Please convert every line of the records below into a numbered list, leaving out any blank lines.

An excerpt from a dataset
══════════

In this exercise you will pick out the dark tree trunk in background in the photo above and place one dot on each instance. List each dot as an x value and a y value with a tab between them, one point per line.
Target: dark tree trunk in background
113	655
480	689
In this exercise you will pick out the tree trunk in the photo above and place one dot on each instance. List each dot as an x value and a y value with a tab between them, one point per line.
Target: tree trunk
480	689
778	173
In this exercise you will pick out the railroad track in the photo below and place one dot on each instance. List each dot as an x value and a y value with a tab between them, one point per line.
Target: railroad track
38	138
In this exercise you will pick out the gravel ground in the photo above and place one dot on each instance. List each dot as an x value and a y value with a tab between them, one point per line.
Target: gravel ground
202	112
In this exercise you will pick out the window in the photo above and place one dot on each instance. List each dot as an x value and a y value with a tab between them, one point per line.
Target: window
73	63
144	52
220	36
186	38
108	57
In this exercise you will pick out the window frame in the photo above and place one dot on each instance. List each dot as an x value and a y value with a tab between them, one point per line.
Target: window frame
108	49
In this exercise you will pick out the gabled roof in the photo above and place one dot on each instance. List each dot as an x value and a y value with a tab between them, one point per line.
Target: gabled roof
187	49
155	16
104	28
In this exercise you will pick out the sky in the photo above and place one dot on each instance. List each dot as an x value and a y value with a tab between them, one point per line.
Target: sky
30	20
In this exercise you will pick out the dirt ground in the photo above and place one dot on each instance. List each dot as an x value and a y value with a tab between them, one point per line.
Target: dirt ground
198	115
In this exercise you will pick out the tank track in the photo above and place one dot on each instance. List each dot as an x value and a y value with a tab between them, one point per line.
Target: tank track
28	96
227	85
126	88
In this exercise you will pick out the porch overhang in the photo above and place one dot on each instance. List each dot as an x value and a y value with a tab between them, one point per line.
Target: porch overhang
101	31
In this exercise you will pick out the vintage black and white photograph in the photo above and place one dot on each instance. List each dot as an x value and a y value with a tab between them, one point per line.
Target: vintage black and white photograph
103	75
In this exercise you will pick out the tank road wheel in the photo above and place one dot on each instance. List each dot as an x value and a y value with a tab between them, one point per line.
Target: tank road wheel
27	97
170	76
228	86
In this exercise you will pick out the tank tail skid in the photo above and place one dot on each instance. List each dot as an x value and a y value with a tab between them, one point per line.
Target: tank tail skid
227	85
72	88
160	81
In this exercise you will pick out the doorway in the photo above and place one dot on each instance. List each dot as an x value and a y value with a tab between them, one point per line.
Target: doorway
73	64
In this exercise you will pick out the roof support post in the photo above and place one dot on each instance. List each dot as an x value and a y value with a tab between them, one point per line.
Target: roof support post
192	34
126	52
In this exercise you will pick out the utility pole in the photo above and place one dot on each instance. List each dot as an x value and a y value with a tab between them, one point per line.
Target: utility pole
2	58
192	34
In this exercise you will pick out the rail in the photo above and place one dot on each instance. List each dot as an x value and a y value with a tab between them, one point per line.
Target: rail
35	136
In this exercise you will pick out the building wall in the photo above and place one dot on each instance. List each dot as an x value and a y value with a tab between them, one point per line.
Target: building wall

══════════

* _Exercise response_:
1. In this exercise you will pick out the dark tree trunk in background in the photo above and place one dot on each instance. List each dot as an x value and a y value with a tab between them, one point per line.
2. Target: dark tree trunk in background
3. 113	655
4. 480	689
5. In this exercise you will pick out the tree trunk in the photo above and place one dot on each instance. List each dot as an x value and a y value with a tab between them, one point per line.
6. Target: tree trunk
7. 480	689
8. 778	173
9. In this exercise you will pick out the railroad track in the photo below and place one dot on each instance. List each dot as an x value and a y value with a tab between them, one point per line.
10. Target: railroad track
11. 38	138
12. In this exercise you will pick out the gravel ground in the photo above and place one dot on each instance. List each dot as an x value and a y value with a tab between them, one point per line.
13. Target: gravel ground
14. 202	112
15. In this exercise you will pick out the window in the photo above and place one dot on each instance. List each dot as an x value and a y value with a tab between them, one point per line.
16. Target: window
17. 73	63
18. 144	52
19. 220	36
20. 186	38
21. 108	57
22. In this exercise you will pick out the window frame in the photo above and place one dot on each instance. List each dot as an x value and a y value with a tab between them, one point per line.
23. Target: window frame
24. 108	49
25. In this exercise you will pick out the gabled roof in the photo above and place one dot on each instance. List each dot as an x value and a y value with a tab between them, one point per line.
26. Target: gabled roof
27. 187	49
28. 155	16
29. 104	28
30. In this exercise you will pick out the sky in the photo above and place one dot on each instance. List each dot as an x value and a y value with a tab between them, one point per line.
31. Target: sky
32. 30	20
33. In this exercise you will pick out the dirt ground in the photo above and place one dot on each instance. List each dot as an x value and a y value with a tab between them, one point per line.
34. Target: dirt ground
35. 198	115
36. In this exercise you will pick out the tank track in the photo above and place one dot on each instance. List each dot as an x value and a y value with a tab between them, one point per line.
37. Target: tank track
38. 28	96
39. 227	85
40. 126	88
41. In this exercise you will pick out the porch overhang in the photo above and place one dot on each instance. List each dot as an x value and a y value with a tab between them, one point per line.
42. Target: porch overhang
43. 101	31
44. In this exercise you will pick out the vintage black and white photograph in the photo above and place one dot on each instance. List each dot as an x value and a y value with a tab between them, one point per line.
45. Target: vintage black and white photograph
46. 103	75
47. In this exercise you will pick out the tank road wheel in the photo above and place one dot on each instance. List each dot as an x value and a y value with a tab between them, one point per line.
48. Target: tank road wheel
49. 27	97
50. 170	76
51. 228	86
52. In this exercise you will pick out the tank tail skid in the photo above and place one dot on each instance. List each dot as an x value and a y value with a tab between them, one point per line.
53. Target: tank tail skid
54. 227	85
55. 72	88
56. 160	81
57. In this exercise you will pick out the doorway in the photo above and place one dot on each instance. List each dot as an x value and a y value with a tab between them, one point per line.
58. Target: doorway
59. 73	64
60. In this exercise you will pick out the roof support post in the photo above and place one dot on each instance. List each dot as an x value and a y value with a tab between them, one point per line.
61. Target: roof support post
62. 192	34
63. 126	52
64. In this exercise you will pick out the utility pole in the photo above and place one dot on each instance. List each dot as an x value and a y value with a tab between them, one point per line.
65. Target: utility pole
66. 2	58
67. 192	34
68. In this exercise you will pick out the rail in the photo above and place one dot on each instance. List each dot as an x value and a y value with a tab between them, one point per line.
69. Target: rail
70. 35	136
71. In this exercise you will pick out the building wall in the photo above and place one dot on each instance. List each dot as an x value and a y value with a tab between them, one point per line.
72. Target: building wall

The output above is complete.